* **WORK ORDER 1**
Using the passage on Chambers' deposition, answer each question:
(a) What share of criminal cases ends in settlement before trial?
(b) In what building did the deposition take place?
(c) Who picked Harold Medina for the job?
* **WORK ORDER 2**
Decide whether each statement agrees with the passage on Chambers' deposition. Answer yes or no, and quote the words that settle it.
(a) The deposition began the day after Truman's win.
(b) William Marbury sat next to Chambers at the table.
(c) Semmes, Bowen & Semmes had offices only in Maryland.

* **SOURCE TEXT**
○ ○ ○

27

1948

November 4, the very day after Truman’s surprise win, was the first day of Chambers’ pre-trial deposition in Alger’s libel suit.

The legal system would fall apart without some way of settling in advance. There aren’t enough judges, juries and courthouses to go around; ninety per cent of criminal cases end in settlement before trial. The money saved is staggering. Full-blown criminal trials are hugely expensive for the government; for a private citizen caught up in a civil case like this one, they’re a quick route to bankruptcy. Just as important, full-blown trials are as much lotteries as hearings are. Judges, juries, witnesses are unknowns. Anything can happen.

Anything can happen at a deposition too.

This one took place in the library of the Marbury firm in the Maryland Trust Building, where Alger’s lawyers practiced. Chambers arrived, his head filled with thoughts that “William Marbury might be a Communist”, his lawyers, Cleveland and McMillan at his side. Here’s the setting as he describes it:

The library was a large room, with windows at the far end and part way down the two long sides. In the middle was a conference table. I took my place at one end of this table. At my right was McMillan, and, next to him, Cleveland. Facing me at the opposite end of the table sat William Marbury.

Chambers wrote that he “felt incredibly alone”. He says he sensed “gleeful malevolence” and “blistering condescension” in Alger’s lawyers, one with eyes “bugged” in a “stare of pure hatred”, another speaking in “a tone of carefully modulated evil”. He says the ordeal reminded him of school bullies who’d peed on a lollypop before they handed it to another boy, “only, now, that lollypop was being offered to me”.

All this terror and loneliness fit no better here than they did in September with Nixon and the FBI comforting him while he waited for Alger’s suit. The lawyers that flanked him came from a firm called Semmes, Bowen & Semmes, a huge, diverse enterprise – one of the most influential in Maryland – with arms in every branch of the law and branches in several cities, including Washington DC. The firm is huge and powerful to this day; its alumni include presidents of the Maryland Bar Association and of various US agencies. Richard Cleveland, sitting on Chambers’ left was the son of Grover Cleveland, 22nd and 24th President of the United States. And that’s not all. Chambers doesn’t mention Harold Medina, a third on his team. Medina was a son of one of the most eminent judges in the country; he’d been specially picked for the job by Henry Luce, magazine king of his day, publisher of Time, where Chambers was a senior editor.

○ ○ ○

* **RECORD SET**
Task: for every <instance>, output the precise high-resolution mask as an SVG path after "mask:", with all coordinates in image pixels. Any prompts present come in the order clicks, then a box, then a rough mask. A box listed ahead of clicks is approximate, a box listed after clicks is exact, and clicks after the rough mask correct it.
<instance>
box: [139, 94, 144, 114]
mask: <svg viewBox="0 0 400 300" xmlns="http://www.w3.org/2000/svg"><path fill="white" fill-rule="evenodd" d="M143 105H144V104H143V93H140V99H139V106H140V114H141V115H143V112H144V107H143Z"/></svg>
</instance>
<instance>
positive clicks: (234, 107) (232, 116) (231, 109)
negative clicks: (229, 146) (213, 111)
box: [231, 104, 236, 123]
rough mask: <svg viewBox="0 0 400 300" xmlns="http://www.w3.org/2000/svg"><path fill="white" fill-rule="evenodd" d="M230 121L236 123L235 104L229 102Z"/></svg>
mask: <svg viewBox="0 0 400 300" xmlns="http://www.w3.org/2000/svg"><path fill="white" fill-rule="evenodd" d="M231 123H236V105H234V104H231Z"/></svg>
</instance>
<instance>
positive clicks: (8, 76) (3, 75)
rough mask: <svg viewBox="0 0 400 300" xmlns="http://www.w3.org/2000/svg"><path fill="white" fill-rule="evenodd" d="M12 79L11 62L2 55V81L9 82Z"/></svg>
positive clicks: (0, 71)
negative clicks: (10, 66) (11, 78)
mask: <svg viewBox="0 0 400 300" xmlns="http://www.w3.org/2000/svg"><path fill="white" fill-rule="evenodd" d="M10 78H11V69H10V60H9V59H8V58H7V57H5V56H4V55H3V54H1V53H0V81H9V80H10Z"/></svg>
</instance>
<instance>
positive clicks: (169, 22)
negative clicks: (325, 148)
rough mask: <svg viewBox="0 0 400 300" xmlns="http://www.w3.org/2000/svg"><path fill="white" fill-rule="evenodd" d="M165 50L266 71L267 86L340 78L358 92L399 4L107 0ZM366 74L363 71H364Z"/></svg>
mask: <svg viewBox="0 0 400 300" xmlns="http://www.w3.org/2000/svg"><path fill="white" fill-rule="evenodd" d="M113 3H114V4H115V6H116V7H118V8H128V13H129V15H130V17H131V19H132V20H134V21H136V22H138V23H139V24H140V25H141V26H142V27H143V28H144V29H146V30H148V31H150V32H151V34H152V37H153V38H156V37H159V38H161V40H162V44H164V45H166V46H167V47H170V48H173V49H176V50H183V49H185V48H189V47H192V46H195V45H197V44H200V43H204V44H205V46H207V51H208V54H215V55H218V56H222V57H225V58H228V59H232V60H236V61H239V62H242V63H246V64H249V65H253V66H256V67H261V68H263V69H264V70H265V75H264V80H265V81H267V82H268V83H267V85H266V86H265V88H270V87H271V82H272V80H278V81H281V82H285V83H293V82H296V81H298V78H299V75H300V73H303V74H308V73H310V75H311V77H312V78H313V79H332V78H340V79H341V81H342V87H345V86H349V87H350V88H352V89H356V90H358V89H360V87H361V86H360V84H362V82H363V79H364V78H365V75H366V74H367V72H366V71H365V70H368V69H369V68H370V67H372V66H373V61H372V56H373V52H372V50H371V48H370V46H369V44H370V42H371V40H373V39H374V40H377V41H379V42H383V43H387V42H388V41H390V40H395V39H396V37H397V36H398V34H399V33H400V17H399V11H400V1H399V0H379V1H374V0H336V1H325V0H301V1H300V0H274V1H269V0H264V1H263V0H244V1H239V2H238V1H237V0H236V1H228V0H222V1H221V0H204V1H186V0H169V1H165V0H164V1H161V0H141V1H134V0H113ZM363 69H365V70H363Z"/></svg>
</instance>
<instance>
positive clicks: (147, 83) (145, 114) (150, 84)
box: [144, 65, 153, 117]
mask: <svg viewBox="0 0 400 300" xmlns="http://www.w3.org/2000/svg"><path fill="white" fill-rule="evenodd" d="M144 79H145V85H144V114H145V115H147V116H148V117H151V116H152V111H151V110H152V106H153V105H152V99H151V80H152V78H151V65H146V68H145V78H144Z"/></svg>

○ ○ ○

* **RESULT 1**
(a) Ninety per cent.
(b) The Maryland Trust Building, in the library of the Marbury firm.
(c) Henry Luce.

* **RESULT 2**
(a) Yes: "November 4, the very day after Truman’s surprise win, was the first day of Chambers’ pre-trial deposition"
(b) No: "Facing me at the opposite end of the table sat William Marbury."
(c) No: "branches in several cities, including Washington DC"